Skip every line before the one containing "of the silver", then copy that line and the rest of the entries below exactly, through the last line.

(Extracted records)
********
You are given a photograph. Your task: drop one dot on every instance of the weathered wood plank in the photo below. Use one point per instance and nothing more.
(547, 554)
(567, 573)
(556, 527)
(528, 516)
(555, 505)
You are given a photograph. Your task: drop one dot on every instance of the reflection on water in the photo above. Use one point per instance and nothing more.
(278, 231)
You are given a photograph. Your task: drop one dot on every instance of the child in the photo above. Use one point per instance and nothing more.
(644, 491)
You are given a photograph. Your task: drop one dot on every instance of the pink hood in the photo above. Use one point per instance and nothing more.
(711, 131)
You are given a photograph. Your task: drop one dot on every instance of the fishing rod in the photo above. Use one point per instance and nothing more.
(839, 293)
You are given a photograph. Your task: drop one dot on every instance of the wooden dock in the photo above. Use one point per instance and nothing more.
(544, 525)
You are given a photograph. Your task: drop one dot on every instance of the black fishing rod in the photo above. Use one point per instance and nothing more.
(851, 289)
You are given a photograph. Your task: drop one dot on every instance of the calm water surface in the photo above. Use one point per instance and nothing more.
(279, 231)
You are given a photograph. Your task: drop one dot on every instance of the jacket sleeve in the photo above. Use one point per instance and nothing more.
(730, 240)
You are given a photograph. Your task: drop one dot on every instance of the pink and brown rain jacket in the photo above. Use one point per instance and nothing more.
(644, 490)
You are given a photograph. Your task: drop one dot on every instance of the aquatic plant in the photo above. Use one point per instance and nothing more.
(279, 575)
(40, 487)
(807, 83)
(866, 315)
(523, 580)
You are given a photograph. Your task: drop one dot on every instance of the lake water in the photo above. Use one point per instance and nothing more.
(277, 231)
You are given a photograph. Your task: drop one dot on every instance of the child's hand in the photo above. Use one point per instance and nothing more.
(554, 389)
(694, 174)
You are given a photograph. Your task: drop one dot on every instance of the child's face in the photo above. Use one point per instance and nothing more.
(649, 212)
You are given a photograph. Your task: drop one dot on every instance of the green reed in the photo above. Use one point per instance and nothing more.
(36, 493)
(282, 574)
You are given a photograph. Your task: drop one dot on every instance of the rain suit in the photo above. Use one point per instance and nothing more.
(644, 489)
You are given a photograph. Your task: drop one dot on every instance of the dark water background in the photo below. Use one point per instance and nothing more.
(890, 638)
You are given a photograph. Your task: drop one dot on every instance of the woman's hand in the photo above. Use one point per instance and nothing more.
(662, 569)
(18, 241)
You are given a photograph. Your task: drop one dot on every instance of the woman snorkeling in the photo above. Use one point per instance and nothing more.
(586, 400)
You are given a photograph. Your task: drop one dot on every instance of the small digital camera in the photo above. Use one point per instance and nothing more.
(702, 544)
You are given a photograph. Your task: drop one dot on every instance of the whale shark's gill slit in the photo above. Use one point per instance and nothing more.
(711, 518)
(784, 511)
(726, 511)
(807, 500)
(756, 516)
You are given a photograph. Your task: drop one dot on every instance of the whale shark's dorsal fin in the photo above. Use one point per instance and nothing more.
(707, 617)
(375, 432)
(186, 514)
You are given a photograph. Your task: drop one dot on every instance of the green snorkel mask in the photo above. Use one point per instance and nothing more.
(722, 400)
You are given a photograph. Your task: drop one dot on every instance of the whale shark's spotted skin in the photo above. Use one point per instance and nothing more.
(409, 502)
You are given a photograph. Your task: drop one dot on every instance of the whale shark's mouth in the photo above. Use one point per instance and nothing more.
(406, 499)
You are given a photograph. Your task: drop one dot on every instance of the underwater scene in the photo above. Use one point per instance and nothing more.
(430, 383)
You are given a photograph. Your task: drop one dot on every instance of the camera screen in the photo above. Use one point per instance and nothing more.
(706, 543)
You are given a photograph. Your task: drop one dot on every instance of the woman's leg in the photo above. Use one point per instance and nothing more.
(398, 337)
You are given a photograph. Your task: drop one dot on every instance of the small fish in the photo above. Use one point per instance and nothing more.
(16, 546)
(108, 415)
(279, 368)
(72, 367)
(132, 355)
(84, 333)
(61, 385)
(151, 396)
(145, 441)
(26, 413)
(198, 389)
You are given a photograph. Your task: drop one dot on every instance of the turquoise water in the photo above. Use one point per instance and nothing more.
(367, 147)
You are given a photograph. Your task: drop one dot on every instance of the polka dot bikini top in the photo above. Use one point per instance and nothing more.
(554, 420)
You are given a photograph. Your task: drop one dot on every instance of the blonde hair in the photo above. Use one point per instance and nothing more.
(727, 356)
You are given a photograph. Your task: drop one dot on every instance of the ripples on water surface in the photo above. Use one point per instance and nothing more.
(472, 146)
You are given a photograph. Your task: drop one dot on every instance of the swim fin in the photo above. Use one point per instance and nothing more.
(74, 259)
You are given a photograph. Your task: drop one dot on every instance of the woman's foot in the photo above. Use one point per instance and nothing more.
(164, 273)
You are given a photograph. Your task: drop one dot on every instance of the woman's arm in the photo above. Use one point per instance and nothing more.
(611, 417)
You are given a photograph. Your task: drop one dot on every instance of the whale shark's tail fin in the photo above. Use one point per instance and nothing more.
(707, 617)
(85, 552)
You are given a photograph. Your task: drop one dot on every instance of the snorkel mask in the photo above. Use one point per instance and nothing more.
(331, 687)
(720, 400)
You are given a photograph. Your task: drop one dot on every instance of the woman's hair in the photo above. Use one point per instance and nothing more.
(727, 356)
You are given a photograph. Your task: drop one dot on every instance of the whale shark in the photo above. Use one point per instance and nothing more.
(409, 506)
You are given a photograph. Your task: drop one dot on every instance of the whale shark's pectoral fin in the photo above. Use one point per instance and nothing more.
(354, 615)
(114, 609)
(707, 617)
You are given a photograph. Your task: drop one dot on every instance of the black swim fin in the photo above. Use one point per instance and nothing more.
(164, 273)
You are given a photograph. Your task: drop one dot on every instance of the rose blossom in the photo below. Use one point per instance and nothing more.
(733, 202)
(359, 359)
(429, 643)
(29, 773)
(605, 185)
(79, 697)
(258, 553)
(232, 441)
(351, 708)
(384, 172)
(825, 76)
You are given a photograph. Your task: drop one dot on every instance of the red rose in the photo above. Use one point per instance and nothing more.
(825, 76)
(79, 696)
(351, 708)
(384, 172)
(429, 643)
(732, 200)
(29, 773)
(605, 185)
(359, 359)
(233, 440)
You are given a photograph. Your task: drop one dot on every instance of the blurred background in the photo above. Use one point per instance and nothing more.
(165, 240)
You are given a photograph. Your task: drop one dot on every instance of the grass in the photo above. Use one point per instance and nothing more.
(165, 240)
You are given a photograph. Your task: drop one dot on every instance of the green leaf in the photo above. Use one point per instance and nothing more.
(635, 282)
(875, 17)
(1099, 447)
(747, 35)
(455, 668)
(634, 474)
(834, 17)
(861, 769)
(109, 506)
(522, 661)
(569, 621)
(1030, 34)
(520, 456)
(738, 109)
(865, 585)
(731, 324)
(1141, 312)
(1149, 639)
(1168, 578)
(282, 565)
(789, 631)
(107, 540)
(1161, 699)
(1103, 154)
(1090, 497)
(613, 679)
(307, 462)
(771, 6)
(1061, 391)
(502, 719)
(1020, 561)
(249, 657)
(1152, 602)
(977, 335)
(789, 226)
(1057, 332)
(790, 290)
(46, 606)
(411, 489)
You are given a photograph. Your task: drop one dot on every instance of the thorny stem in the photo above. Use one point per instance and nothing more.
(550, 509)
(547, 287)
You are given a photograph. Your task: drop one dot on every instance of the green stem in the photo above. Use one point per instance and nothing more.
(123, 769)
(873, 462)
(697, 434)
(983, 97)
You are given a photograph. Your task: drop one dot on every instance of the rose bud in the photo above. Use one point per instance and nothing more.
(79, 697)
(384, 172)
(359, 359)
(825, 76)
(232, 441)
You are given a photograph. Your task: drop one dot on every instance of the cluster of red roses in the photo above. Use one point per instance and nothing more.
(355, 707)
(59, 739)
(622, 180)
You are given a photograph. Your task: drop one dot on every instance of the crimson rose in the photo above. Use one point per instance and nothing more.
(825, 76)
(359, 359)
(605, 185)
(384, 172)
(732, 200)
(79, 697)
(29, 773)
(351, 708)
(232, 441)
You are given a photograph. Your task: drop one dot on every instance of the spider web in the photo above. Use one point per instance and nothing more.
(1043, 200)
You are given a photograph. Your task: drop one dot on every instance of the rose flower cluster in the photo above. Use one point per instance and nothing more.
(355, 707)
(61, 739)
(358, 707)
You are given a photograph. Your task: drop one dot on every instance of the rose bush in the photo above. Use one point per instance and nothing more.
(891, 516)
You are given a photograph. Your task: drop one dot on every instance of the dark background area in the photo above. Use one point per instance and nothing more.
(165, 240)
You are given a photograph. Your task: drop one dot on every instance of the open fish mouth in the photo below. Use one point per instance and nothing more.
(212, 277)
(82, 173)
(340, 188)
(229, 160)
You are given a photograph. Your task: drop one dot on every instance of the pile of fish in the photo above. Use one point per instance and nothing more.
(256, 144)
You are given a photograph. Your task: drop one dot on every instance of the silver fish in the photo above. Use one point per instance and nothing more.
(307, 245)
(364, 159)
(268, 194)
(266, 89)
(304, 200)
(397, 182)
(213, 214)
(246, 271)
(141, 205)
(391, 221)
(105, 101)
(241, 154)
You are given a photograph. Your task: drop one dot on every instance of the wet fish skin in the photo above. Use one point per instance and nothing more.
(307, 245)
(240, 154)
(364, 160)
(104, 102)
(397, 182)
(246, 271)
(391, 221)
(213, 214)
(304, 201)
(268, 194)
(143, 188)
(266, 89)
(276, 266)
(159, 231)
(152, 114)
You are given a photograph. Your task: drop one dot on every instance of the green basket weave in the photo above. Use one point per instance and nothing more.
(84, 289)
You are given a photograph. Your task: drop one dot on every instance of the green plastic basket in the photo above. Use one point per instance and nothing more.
********
* _Finished answer_
You are given a photograph. Your task: drop one dot on every instance of the silver fish in the photo above. Use one point per instance and nothing more.
(307, 245)
(364, 159)
(268, 194)
(266, 89)
(304, 200)
(397, 182)
(213, 214)
(246, 271)
(141, 205)
(391, 221)
(105, 101)
(241, 154)
You are given a photograph. Your task: drop one dot on every instance of the wet fish skin in the photo above. Use one point per instance and nothing more.
(307, 245)
(240, 154)
(364, 160)
(104, 102)
(397, 182)
(246, 271)
(391, 221)
(213, 214)
(304, 201)
(268, 194)
(143, 188)
(266, 89)
(276, 266)
(159, 231)
(152, 114)
You are given a photograph. Your task: drop one dot on every instance of the green basket weave in the photo above. Use one point per instance and nothing more.
(84, 289)
You are given a photograph. Your task: drop one dot on every instance of the green plastic basket in the photo above. Use one point per instance and nothing more.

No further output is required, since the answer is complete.